### Text
The Natural Cures Blog

Turbulent Times for Natural Healthcare in Europe: Will the USA Follow?

19th October 2011 | By Dr. Robert Verkerk

Dr. Robert Verkerk

The history of natural healthcare in the modern Western world is a troubled one, marked by constant struggles with orthodox medicine for its identity and survival. Ever since the pharmaceutical-led, allopathic model was granted a virtual monopoly in the US and Europe, natural healthcare has been a fringe concern in mainstream medicine.

In recent years, however, something important has changed. Increasing numbers of people have taken a look around and decided they do not like where orthodox medicine is headed. Natural medicine, in all its forms, has been the winner: in 2007, around 38% of US citizens were using some form of natural healthcare, according to the National Center for Complementary and Alternative Medicine (NCCAM). All things being equal, this percentage only looks set to rise in the coming years.

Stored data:
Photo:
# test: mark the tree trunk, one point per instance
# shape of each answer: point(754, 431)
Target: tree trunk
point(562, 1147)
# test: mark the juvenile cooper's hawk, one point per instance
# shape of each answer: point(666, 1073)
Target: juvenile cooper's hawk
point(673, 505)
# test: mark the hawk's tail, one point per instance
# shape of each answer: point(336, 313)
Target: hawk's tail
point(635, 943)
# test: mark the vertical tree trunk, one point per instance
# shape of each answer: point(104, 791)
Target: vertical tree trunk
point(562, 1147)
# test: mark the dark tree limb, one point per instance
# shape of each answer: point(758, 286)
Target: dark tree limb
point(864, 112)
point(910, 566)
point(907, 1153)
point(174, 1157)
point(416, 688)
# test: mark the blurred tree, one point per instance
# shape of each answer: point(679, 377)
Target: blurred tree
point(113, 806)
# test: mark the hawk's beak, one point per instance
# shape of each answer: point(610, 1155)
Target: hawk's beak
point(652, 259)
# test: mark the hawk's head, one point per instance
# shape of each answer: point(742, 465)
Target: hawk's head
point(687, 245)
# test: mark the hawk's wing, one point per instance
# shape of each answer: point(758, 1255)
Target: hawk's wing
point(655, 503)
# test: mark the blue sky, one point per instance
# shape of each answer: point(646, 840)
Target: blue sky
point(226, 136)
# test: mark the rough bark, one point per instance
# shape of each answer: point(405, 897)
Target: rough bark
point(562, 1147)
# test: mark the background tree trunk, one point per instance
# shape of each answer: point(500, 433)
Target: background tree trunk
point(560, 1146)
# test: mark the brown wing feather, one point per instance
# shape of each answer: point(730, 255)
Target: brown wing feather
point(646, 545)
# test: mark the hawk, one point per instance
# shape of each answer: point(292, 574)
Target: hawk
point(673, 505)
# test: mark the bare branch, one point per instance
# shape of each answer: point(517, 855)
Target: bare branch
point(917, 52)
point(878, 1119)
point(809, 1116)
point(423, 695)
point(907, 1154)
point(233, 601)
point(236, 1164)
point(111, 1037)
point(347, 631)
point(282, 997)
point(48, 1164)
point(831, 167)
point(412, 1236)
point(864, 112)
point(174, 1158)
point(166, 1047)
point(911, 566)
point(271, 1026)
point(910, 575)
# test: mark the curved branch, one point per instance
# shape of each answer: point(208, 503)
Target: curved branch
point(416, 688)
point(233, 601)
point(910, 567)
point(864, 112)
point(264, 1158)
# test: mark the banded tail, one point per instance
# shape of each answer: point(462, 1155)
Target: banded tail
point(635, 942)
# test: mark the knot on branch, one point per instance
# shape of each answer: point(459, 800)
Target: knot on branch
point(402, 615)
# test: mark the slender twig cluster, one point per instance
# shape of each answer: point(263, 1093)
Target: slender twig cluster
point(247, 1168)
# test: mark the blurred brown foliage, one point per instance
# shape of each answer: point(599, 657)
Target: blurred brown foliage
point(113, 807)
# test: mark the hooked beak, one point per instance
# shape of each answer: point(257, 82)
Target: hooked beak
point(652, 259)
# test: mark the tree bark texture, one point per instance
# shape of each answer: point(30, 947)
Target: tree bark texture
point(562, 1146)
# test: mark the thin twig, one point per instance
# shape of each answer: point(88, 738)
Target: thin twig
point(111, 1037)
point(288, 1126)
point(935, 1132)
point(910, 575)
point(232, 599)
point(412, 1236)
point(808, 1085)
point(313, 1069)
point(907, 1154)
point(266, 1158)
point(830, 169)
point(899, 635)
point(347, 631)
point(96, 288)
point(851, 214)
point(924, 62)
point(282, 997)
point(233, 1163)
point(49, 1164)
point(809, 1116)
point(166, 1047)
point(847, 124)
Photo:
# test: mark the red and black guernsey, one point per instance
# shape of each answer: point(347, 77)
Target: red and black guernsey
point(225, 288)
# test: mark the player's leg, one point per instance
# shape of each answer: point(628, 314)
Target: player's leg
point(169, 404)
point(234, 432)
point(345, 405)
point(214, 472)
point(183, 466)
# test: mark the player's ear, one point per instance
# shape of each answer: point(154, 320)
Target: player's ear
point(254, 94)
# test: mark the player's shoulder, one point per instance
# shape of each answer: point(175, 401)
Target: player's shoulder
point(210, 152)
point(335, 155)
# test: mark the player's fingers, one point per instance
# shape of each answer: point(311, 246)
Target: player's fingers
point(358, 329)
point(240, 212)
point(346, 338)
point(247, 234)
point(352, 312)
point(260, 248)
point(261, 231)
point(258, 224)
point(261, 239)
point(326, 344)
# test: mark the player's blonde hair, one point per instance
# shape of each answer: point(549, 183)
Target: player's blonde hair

### Exercise prompt
Rewrite the stretch of the natural healthcare blog post from "19th October 2011" through "the coming years.", putting "conventional medicine" in place of "orthodox medicine".

### Solution to the exercise
19th October 2011 | By Dr. Robert Verkerk

Dr. Robert Verkerk

The history of natural healthcare in the modern Western world is a troubled one, marked by constant struggles with conventional medicine for its identity and survival. Ever since the pharmaceutical-led, allopathic model was granted a virtual monopoly in the US and Europe, natural healthcare has been a fringe concern in mainstream medicine.

In recent years, however, something important has changed. Increasing numbers of people have taken a look around and decided they do not like where conventional medicine is headed. Natural medicine, in all its forms, has been the winner: in 2007, around 38% of US citizens were using some form of natural healthcare, according to the National Center for Complementary and Alternative Medicine (NCCAM). All things being equal, this percentage only looks set to rise in the coming years.